→ Exercise requirements
The response should consist only of the lines from the one with "of the man in" to the end of the data below, copied exactly and without pictures.

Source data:
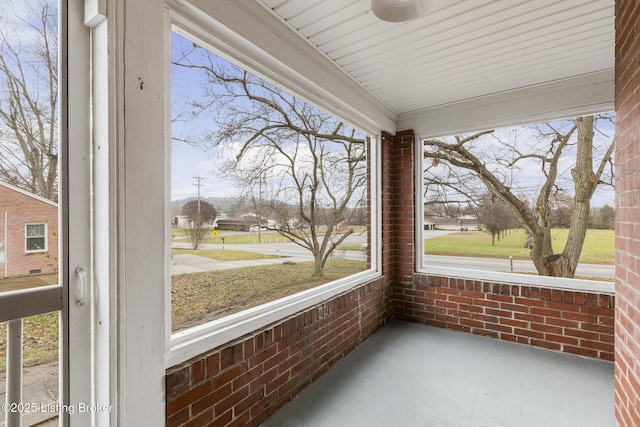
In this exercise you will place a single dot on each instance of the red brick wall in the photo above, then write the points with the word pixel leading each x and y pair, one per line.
pixel 563 320
pixel 22 209
pixel 627 341
pixel 247 380
pixel 402 194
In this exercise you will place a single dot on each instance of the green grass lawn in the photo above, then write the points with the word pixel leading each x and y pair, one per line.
pixel 599 247
pixel 201 297
pixel 223 255
pixel 198 298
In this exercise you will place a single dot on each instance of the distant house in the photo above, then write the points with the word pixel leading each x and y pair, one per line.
pixel 28 233
pixel 466 223
pixel 235 223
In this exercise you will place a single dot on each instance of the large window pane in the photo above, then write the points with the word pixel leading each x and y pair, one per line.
pixel 535 199
pixel 268 193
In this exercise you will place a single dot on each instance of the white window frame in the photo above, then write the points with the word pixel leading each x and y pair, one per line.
pixel 194 341
pixel 27 237
pixel 560 283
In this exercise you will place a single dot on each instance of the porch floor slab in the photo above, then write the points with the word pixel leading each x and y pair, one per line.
pixel 408 374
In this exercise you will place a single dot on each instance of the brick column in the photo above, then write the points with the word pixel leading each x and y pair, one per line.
pixel 399 207
pixel 627 341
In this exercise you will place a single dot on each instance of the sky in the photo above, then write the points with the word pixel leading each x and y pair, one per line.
pixel 189 161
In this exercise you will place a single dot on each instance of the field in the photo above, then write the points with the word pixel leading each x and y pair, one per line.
pixel 201 297
pixel 599 247
pixel 197 298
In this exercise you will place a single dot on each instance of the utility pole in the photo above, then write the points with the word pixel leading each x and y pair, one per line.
pixel 198 178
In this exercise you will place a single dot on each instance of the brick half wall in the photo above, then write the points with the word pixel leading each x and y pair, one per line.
pixel 569 321
pixel 247 380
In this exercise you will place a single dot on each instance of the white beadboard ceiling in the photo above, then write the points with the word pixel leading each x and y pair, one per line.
pixel 460 50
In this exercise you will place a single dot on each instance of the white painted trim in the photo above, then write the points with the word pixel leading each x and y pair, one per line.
pixel 200 339
pixel 245 33
pixel 140 31
pixel 561 283
pixel 572 97
pixel 27 237
pixel 75 215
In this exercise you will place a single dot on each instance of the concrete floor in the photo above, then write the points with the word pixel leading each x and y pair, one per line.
pixel 413 375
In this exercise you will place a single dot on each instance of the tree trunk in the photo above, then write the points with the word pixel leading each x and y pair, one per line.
pixel 318 264
pixel 585 182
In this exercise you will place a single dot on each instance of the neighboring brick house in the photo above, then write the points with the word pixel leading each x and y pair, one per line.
pixel 28 233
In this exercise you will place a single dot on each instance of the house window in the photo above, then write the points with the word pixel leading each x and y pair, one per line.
pixel 36 237
pixel 269 210
pixel 504 201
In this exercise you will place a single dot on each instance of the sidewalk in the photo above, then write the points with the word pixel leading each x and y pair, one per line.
pixel 40 383
pixel 189 263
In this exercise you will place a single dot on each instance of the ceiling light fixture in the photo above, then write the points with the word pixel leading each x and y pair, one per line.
pixel 398 10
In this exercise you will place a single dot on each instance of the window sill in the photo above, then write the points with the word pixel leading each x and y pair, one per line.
pixel 197 340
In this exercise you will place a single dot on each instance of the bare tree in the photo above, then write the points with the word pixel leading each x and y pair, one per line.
pixel 28 100
pixel 494 215
pixel 314 164
pixel 468 161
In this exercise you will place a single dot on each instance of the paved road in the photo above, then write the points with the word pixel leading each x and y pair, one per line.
pixel 291 250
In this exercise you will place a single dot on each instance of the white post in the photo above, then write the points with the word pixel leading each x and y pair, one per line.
pixel 13 417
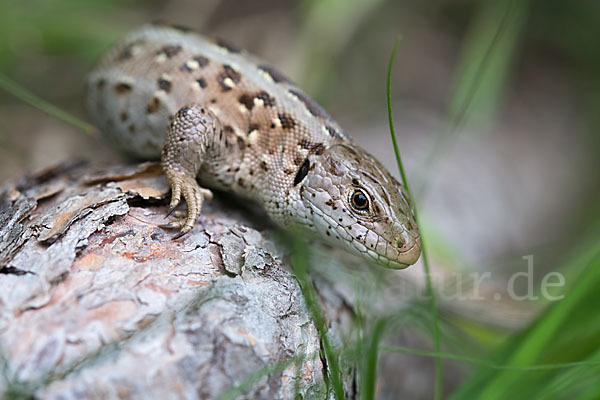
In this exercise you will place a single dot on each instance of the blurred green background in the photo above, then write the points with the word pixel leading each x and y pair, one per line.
pixel 497 109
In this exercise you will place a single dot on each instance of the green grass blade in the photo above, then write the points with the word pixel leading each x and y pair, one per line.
pixel 429 285
pixel 568 331
pixel 26 96
pixel 300 266
pixel 369 373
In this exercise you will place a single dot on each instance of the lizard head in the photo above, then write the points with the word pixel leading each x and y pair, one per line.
pixel 355 203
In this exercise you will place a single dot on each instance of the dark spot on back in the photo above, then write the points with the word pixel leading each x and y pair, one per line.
pixel 170 50
pixel 225 44
pixel 180 28
pixel 202 61
pixel 123 88
pixel 287 122
pixel 264 96
pixel 228 72
pixel 276 75
pixel 318 149
pixel 153 105
pixel 312 106
pixel 333 132
pixel 305 143
pixel 164 84
pixel 241 143
pixel 247 101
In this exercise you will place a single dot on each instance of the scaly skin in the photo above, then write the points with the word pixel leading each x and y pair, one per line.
pixel 239 125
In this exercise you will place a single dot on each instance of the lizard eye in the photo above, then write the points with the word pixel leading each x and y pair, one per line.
pixel 359 200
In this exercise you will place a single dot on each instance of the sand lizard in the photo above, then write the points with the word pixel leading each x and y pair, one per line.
pixel 215 113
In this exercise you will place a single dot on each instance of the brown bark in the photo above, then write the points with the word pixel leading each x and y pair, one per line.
pixel 96 301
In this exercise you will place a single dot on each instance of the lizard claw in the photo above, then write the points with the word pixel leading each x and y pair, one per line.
pixel 194 195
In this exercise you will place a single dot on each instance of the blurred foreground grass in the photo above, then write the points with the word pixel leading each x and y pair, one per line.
pixel 556 356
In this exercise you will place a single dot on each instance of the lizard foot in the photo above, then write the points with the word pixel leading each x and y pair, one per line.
pixel 194 195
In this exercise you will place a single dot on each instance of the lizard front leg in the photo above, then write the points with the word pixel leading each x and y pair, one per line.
pixel 188 138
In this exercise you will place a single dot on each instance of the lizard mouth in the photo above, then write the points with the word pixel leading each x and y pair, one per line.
pixel 402 260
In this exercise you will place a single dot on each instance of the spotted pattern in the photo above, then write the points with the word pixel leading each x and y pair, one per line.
pixel 265 139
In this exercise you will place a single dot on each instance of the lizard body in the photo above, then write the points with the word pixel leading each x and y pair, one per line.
pixel 214 112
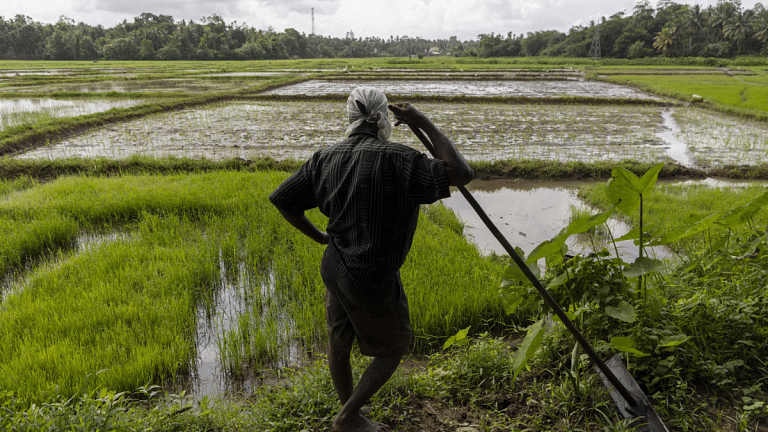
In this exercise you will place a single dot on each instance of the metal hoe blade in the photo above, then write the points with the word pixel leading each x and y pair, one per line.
pixel 647 420
pixel 623 388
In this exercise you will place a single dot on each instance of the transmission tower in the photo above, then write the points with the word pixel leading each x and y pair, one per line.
pixel 594 51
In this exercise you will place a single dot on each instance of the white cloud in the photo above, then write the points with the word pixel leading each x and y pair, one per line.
pixel 431 19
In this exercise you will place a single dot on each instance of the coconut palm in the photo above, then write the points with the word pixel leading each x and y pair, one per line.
pixel 761 33
pixel 663 40
pixel 721 16
pixel 694 22
pixel 739 28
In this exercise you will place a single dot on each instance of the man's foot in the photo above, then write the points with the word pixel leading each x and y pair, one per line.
pixel 358 424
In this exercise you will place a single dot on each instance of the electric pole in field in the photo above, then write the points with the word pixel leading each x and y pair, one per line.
pixel 594 51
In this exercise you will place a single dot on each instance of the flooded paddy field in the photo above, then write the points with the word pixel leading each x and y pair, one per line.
pixel 478 88
pixel 509 74
pixel 714 139
pixel 16 112
pixel 188 85
pixel 483 132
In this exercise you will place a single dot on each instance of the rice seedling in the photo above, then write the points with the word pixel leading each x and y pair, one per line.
pixel 122 313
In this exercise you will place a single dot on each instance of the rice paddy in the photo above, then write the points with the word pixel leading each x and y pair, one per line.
pixel 485 88
pixel 17 112
pixel 194 280
pixel 484 132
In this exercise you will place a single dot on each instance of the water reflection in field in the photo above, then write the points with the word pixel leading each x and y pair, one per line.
pixel 529 213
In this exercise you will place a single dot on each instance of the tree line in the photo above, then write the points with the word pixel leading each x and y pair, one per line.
pixel 670 29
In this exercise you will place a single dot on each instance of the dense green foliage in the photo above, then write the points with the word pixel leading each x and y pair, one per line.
pixel 672 29
pixel 135 256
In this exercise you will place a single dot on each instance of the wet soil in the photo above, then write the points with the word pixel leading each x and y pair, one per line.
pixel 16 112
pixel 486 88
pixel 187 85
pixel 294 130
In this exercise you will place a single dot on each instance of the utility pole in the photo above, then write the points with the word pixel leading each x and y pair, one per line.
pixel 594 52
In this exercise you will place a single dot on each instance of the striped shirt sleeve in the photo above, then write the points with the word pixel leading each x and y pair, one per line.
pixel 425 179
pixel 296 193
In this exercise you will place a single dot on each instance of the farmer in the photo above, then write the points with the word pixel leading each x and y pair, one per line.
pixel 371 190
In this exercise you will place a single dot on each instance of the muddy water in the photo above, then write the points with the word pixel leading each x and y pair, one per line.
pixel 296 130
pixel 714 139
pixel 189 85
pixel 17 111
pixel 529 213
pixel 524 88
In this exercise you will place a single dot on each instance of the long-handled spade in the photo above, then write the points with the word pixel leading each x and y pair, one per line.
pixel 629 398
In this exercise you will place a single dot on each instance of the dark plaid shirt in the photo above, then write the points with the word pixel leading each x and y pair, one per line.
pixel 371 191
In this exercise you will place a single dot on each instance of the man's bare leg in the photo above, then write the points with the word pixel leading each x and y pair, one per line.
pixel 375 376
pixel 341 370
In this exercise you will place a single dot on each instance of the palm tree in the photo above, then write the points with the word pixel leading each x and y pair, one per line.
pixel 762 31
pixel 694 22
pixel 738 29
pixel 721 16
pixel 663 40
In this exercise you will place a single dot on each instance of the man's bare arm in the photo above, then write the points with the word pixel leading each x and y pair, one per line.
pixel 457 170
pixel 301 223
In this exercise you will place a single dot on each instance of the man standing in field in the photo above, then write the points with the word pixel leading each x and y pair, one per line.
pixel 371 190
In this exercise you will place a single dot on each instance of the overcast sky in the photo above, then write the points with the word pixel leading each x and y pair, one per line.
pixel 429 19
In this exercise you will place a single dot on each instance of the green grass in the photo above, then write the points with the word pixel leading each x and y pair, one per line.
pixel 740 95
pixel 689 203
pixel 120 313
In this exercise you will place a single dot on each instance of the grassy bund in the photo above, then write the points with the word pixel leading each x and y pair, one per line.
pixel 109 267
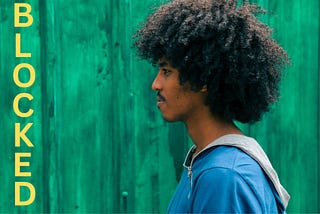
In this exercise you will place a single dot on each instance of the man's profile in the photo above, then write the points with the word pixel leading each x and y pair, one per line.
pixel 217 64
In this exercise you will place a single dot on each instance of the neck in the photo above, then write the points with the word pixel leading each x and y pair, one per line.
pixel 206 128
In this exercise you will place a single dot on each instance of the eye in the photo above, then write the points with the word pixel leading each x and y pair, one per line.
pixel 166 72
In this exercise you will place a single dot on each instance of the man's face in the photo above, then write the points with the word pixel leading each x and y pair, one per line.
pixel 176 102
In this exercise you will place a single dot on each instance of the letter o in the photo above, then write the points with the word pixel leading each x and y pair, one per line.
pixel 16 75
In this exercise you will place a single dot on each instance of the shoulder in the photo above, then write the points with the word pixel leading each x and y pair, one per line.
pixel 230 176
pixel 228 157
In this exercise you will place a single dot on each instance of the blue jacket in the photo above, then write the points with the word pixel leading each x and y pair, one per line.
pixel 224 179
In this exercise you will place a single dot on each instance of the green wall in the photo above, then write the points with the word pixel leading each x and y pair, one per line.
pixel 100 144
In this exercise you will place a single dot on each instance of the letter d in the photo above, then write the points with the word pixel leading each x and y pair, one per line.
pixel 17 198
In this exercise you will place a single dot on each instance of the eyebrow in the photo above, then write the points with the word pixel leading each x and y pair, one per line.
pixel 163 63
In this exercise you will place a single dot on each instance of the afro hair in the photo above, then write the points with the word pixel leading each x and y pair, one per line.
pixel 222 46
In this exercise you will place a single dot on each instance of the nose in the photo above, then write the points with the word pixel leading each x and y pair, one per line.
pixel 156 85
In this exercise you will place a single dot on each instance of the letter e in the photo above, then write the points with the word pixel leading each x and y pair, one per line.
pixel 17 198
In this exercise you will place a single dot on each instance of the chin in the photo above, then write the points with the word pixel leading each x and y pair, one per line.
pixel 170 119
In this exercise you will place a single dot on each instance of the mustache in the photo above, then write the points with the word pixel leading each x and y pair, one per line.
pixel 160 97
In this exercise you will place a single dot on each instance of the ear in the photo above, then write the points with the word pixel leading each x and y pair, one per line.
pixel 204 89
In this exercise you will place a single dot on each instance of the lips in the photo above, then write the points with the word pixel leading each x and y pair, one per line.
pixel 160 99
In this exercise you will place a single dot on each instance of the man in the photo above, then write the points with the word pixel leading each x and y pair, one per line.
pixel 217 64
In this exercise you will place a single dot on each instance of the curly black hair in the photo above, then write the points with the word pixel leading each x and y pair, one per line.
pixel 222 46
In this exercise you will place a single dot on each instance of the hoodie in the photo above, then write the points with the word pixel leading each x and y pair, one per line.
pixel 231 174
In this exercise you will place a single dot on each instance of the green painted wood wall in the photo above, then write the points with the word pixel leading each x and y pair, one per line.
pixel 100 145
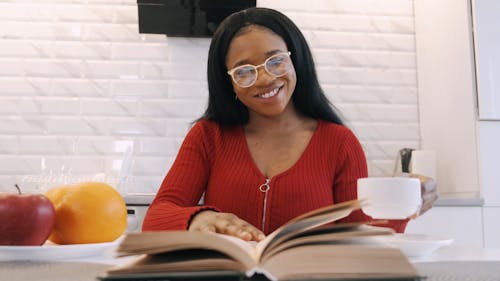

→ Response
In this exercise you will place a single dot on each instance of the man in the photo above, then write the points with the word pixel leading each x and y pair, one per line.
pixel 217 64
In this exercise you will place a single dot on each instance of the curly black hair in the photo above, then write the points with the word pixel leading each x and y pair, one per line.
pixel 222 46
In this exercise you will place a single dot on each instance of the hoodie in the photo above, then write the points with the word pixel leading each x and y pair, one per line.
pixel 231 174
In this exercise you will place a single dot on each instance of the green painted wood wall in the photo above, then write the points with the word pixel leading each x and y pair, one per line.
pixel 100 145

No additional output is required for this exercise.